* _Work required_: Restate the entries below exactly, and keep all images out of the answer.

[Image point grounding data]
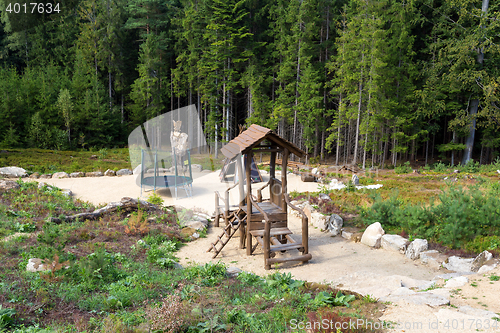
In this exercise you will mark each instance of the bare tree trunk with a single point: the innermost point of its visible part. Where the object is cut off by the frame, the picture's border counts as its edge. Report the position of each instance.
(469, 143)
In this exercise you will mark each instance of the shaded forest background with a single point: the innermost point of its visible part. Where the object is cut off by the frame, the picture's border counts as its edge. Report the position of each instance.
(359, 81)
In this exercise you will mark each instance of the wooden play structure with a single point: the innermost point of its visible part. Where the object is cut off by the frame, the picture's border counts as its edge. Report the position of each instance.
(264, 221)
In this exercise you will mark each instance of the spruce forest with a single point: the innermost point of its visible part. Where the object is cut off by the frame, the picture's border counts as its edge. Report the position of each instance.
(371, 82)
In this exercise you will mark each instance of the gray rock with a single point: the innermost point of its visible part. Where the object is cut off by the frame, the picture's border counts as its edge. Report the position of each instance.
(335, 224)
(34, 175)
(13, 172)
(456, 282)
(394, 243)
(347, 234)
(415, 248)
(94, 174)
(373, 235)
(324, 197)
(458, 264)
(432, 258)
(486, 268)
(480, 260)
(196, 225)
(41, 185)
(125, 172)
(76, 175)
(59, 175)
(35, 265)
(8, 185)
(196, 168)
(319, 220)
(233, 271)
(66, 192)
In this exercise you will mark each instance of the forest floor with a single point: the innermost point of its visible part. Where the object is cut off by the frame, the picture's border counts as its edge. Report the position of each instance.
(334, 258)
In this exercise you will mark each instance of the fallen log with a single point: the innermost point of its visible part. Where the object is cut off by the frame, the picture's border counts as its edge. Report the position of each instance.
(125, 204)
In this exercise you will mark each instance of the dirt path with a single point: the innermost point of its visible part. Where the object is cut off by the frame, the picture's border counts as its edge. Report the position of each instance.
(348, 265)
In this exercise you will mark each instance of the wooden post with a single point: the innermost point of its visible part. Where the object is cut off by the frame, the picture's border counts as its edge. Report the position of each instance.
(248, 172)
(286, 153)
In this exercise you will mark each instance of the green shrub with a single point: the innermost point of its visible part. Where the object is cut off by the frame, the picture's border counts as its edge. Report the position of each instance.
(405, 168)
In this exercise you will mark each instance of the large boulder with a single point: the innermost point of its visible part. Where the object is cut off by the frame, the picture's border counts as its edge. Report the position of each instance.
(335, 224)
(59, 175)
(8, 185)
(480, 260)
(394, 243)
(458, 264)
(319, 220)
(416, 247)
(126, 172)
(76, 175)
(373, 235)
(110, 173)
(94, 174)
(13, 172)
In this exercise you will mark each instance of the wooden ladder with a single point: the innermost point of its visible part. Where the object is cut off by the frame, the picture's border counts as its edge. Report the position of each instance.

* _Task result_:
In this exercise you will mark each instance of the bare tree trunk with a single point: the innermost point of its visible part. Where the object is cut off by the frame, the picture's border counts as its edge. Report the position of each instance.
(469, 143)
In this exercise you will mark each instance of the shaded forest background with a single point: the innermost point of its visible part. Where the object is cut off by the frame, the picture's border counts as its edge. Report the position of each instance.
(359, 81)
In this exercise you will mark each instance of the wooden play structure with a single point: the innermost point of its visible part. Where the object is cut off by the frame, the picture's border counts as its edge. Report the position of each instance.
(264, 221)
In this exercise you will mark each instance of the spruce forest with a single point: the innermost point of its visible part. Where the object is cut off by the frame, the picture's border counts as its edge. Report the position of each instance.
(371, 82)
In this exercise you will mark each instance of the gray rock with a single point: the innermost point of its visible part. Where the object is cut off by the frame, the picture's border counts as its edge. Report the position of each instance.
(335, 224)
(34, 175)
(13, 172)
(456, 282)
(394, 243)
(347, 234)
(415, 248)
(94, 174)
(373, 235)
(324, 197)
(458, 264)
(432, 258)
(486, 268)
(480, 260)
(196, 225)
(41, 185)
(125, 172)
(76, 175)
(59, 175)
(35, 265)
(8, 185)
(196, 168)
(319, 220)
(233, 271)
(66, 192)
In this exercise you will mark each instance of the forest floor with a single point: the innermost point of its visible part. Where the object is cut off by the frame, the picture's border counts as its edge. Report the position of each instance.
(334, 258)
In this exercise you will mark each instance of the fallen log with a single point: the innermost point of its visible part. Where the object is cut off by the frame, the picture's border counts as its edge. Report the position of each instance.
(125, 204)
In this exercise you will mark each instance of the dirt path with a single point: the innermost point of its visible part. Where the object is cut off by the frame, the picture's border counts as its edge. Report the position of each instance.
(348, 265)
In this exercise you will mark each instance of the wooden post with a single point: the innermost point of its visible part. Where the object is cut off by the frame, the picture's border counts as its edge. Report the position of each instance.
(248, 172)
(286, 153)
In this exercise you will mark each instance of the green shrub with a single point: the innermost point of its visible part. Where the object is cut off by the frame, the picture's border counts as its edge. Report the position of each instance.
(405, 168)
In this exercise you will mark each instance of the large boulder with a single point: the innermost point of its visible part. Where the object is cut off by the frame, the picture's border counts as its edge. Report the position of each instance.
(335, 224)
(59, 175)
(8, 185)
(480, 260)
(394, 243)
(458, 264)
(319, 220)
(416, 247)
(126, 172)
(76, 175)
(373, 235)
(110, 173)
(94, 174)
(13, 172)
In this exercise you will mark each instance of the wooden ladder with a single point: the innermost point of its visible part. Where the object is cut off by the frame, the picture's border counts as its edge. Report the position of each instance.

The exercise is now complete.